▶ **Problem 1**
Do these statements agree with the golf restoration text? (a) The restoration of Oakland Hills South turned it into a links course. (b) In the US, such restorations have mostly occurred on parkland style layouts. (c) Golden Age designs in the Western US away from the coastline began as parkland. Answer each yes or no and quote the deciding words.
▶ **Problem 2**
Can you pick up the golf restoration text after its last sentence and continue it?

━━ Text block ━━

Calling the historians among us.


Successful restorations of Golden Age designs are typically noted for the amount of tree removal, reclamation of green sizes/shapes, as well as fairway width. In the US, this predominantly has occurred on parkland style layouts, where decades of arboreal and vegetal growth worked in concert with an era of enthusiasm for increasingly narrow playing corridors, smaller greens, and intimacy between holes. 


The restoration of Oakland Hills South, for example, did not change the overarching style of the golf course. It was always, and remains, a parkland course, though the detailed expression of what that means changed dramatically.


A different phenomenon occurred in the Western US, where Golden Age designs not immediately on the coastline were laid out among far more arid, dusty, oftentimes treeless and rugged terrain. Whether the land was an orchard or a canyon floor with occasional water running through it, these courses did not begin as parkland. They would've appeared more links like, regardless of their soil or the quality of their playing surfaces, because the edges of their turf ceded to dry scrubland and roughened dirt instead of forests or meadows.

━━━
━━ Record set ━━

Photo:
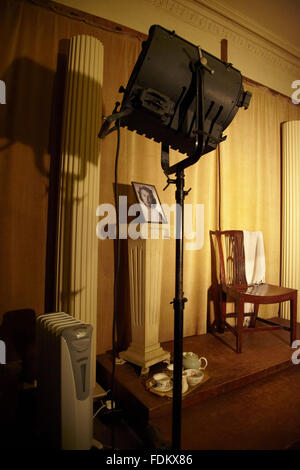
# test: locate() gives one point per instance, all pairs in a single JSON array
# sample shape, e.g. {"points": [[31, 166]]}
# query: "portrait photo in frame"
{"points": [[148, 199]]}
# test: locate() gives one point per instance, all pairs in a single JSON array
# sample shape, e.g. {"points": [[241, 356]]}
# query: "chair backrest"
{"points": [[228, 257]]}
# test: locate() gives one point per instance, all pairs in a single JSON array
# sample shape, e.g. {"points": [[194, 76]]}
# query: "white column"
{"points": [[145, 276], [290, 270], [77, 261]]}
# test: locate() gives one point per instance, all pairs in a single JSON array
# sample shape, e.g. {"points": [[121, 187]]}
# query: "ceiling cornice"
{"points": [[210, 16]]}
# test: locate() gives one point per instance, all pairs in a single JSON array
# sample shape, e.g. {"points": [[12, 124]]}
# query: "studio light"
{"points": [[183, 97], [180, 95]]}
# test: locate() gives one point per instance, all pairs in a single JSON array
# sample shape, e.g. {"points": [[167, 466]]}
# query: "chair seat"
{"points": [[260, 293]]}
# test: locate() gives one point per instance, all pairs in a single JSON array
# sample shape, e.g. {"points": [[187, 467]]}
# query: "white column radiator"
{"points": [[64, 382], [290, 271]]}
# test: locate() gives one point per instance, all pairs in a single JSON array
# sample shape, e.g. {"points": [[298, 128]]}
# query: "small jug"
{"points": [[191, 360]]}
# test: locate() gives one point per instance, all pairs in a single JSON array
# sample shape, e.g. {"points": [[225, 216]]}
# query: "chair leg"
{"points": [[293, 318], [239, 305], [223, 314], [255, 313]]}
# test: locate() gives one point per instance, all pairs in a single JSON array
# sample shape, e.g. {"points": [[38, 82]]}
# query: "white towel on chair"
{"points": [[255, 265]]}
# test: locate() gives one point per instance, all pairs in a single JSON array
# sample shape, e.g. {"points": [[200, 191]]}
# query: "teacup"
{"points": [[194, 376], [191, 360]]}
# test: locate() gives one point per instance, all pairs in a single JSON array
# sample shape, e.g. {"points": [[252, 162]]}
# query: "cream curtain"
{"points": [[251, 174], [250, 170]]}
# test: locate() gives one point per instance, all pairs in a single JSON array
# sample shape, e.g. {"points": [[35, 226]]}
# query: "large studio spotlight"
{"points": [[182, 96]]}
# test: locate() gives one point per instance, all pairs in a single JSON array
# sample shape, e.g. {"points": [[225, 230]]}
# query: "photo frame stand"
{"points": [[145, 276]]}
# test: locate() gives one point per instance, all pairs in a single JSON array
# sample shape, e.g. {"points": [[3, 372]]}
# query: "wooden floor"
{"points": [[251, 400], [264, 353]]}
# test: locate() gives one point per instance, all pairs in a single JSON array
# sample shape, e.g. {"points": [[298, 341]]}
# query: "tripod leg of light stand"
{"points": [[178, 313]]}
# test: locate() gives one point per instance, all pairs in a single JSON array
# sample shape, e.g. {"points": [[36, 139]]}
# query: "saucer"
{"points": [[162, 389]]}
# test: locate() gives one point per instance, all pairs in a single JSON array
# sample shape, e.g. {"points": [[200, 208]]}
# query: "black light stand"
{"points": [[183, 97]]}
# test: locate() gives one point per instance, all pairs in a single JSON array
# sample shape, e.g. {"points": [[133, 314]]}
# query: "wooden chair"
{"points": [[229, 284]]}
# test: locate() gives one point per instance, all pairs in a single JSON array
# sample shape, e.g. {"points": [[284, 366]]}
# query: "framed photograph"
{"points": [[147, 197]]}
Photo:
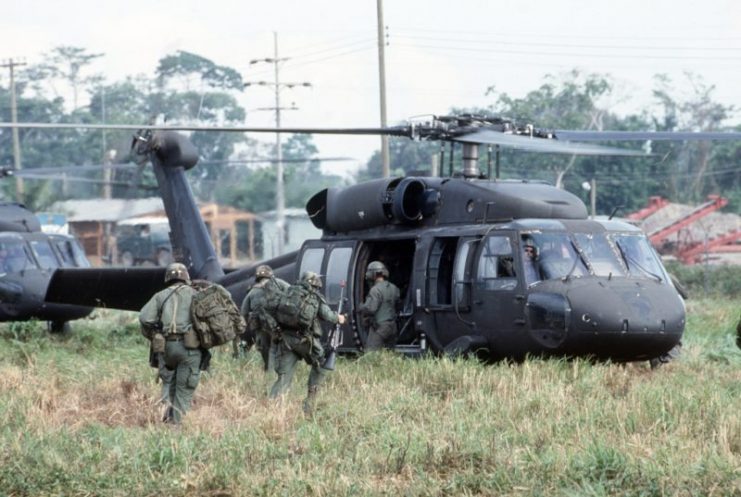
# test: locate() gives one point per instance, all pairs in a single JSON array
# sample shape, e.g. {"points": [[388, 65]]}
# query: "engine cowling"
{"points": [[370, 204]]}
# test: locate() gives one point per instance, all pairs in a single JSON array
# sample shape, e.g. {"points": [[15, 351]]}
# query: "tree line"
{"points": [[189, 88]]}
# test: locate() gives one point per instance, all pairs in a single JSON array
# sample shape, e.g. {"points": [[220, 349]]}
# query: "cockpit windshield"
{"points": [[552, 255], [639, 257], [71, 253], [548, 256], [601, 254]]}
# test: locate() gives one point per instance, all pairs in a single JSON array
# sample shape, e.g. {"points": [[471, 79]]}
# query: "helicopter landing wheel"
{"points": [[59, 327]]}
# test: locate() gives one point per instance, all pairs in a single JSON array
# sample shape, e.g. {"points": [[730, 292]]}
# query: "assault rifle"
{"points": [[334, 339]]}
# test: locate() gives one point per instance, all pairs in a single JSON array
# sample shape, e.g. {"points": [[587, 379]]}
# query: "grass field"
{"points": [[79, 418]]}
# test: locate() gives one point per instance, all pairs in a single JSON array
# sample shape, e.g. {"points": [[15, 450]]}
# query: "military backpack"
{"points": [[297, 308], [215, 317], [263, 316]]}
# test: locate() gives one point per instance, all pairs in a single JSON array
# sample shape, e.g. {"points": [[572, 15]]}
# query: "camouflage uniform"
{"points": [[172, 306], [381, 303], [254, 300], [295, 345]]}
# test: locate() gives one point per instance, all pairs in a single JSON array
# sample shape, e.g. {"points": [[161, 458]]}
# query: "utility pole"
{"points": [[385, 157], [11, 64], [278, 86], [593, 197]]}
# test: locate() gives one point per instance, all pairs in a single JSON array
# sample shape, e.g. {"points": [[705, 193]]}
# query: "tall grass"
{"points": [[79, 418]]}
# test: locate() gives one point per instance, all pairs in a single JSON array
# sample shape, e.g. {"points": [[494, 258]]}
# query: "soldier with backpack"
{"points": [[166, 321], [298, 314], [380, 305], [259, 307]]}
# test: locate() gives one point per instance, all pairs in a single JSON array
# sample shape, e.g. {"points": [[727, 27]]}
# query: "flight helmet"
{"points": [[374, 268], [177, 272], [263, 271], [312, 279]]}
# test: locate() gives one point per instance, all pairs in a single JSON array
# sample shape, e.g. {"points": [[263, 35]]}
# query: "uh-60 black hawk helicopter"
{"points": [[28, 257], [505, 269]]}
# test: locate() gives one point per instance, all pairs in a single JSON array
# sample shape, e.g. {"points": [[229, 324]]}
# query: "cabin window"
{"points": [[496, 269], [462, 283], [600, 254], [311, 261], [440, 271], [337, 266], [44, 254]]}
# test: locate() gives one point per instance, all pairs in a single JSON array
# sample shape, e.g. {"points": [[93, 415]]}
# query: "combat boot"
{"points": [[310, 401]]}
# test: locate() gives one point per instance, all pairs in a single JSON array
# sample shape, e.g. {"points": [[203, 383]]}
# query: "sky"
{"points": [[440, 54]]}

━━━

▶ **Final answer 1**
(a) No: "It was always, and remains, a parkland course"
(b) Yes: "this predominantly has occurred on parkland style layouts"
(c) No: "these courses did not begin as parkland"

▶ **Final answer 2**
Yet after WWII, and in the decades that followed, many of these designs, including Southern California's best examples like LACC North, Riviera, and Bel Air, underwent transformations that changed their original identities. They became parkland courses. Native flora was eliminated, and in exchange maintained rough and non-native vegetation was planted. Their ruggedness was domesticated until it was tamed like a garden, and the player experiencing wall to wall sod would have to look beyond the club's property lines to get a glimpse of the gnarled, baked out Los Angeles landscape through which these courses were initially routed.


What do you think were the primary contributing factors for the parkland-ization of Western US golf courses?


Were there significant improvements in irrigation technology, scalability, and cost?


Was it part of a broader post-WWII industrial and economic boom that carried with it an enthusiasm for overpowering and engineering nature?


How influential has Augusta been on this subject? Its first airing on live television was 1956, and since then, committee members of other clubs have had annual exposure to what might've represented in their minds how an American golf course should look.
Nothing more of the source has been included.